**Extrait choisi:**
-.-.-

Commémorer un 8 mai 1945
n'est pas anodin, cela doit rester un moment officiel peu importe le
contexte, avec la tenue symbolique d'un jour aussi important et d'un
jour qui devait ouvrir la voix de la Paix, une paix si fragile entre
les peuples, entre les Hommes. C'est pourquoi, j'ai souhaité vous
adresser quelques mots, quelques mots pour rappeler l'atrocité de
cette deuxième guerre mondiale, plus de cinq années d'horreur au
bilan dramatique : entre 50 et 80 millions de morts, plusieurs
millions de blessés et des pertes civiles (35 millions) innombrables
dans les bombardements, et bien sûr les victimes des génocides.
Il y a quelques années,
il y a plus de 35 ans, à l'âge qu'a mon fils aujourd'hui, 7 ans,
j'ai visité la Grotte de la Luire, dans le massif du Vercors avec
mes grands mères. Ces dernières, charmantes jeunes femmes durant la
seconde guerre mondiale, ont vécu des situations compliquées,
dramatiques à cette époque, sans réellement en parler, juste avec
des bribes de souvenirs quand une image leur revenait en mémoire. Ce
sont ces instants-là, leurs paroles qui me reviennent en mémoire en
vous parlant de la Grotte de la Luire. Ce voyage-là, cette histoire
racontée m'a suivi depuis et j'ai eu eu envie aujourd'hui
précisément de vous en parler dans mon discours.

-.-.-

**Données recueillies:**
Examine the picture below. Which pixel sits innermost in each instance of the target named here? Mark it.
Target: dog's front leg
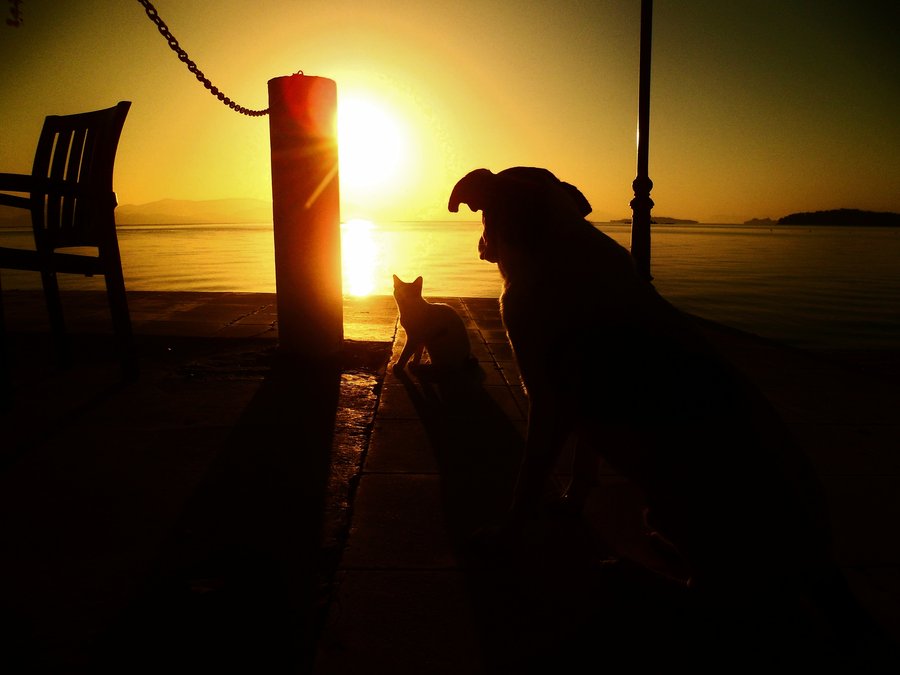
(548, 430)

-.-.-

**L'exercice:**
Pour chacune des affirmations ci-dessous, répondez par oui ou par non selon qu'elle concorde avec le discours sur le 8 mai 1945, et citez mot pour mot les termes qui tranchent.
1. La visite de la Grotte de la Luire a eu lieu à l'âge de 7 ans.
2. Le texte chiffre les pertes civiles à 50 millions.
3. La Grotte de la Luire se trouve dans le massif du Vercors.

**Corrigé détaillé:**
1. Oui : « à l'âge qu'a mon fils aujourd'hui, 7 ans, j'ai visité la Grotte de la Luire ».
2. Non : « des pertes civiles (35 millions) innombrables ».
3. Oui : « la Grotte de la Luire, dans le massif du Vercors ».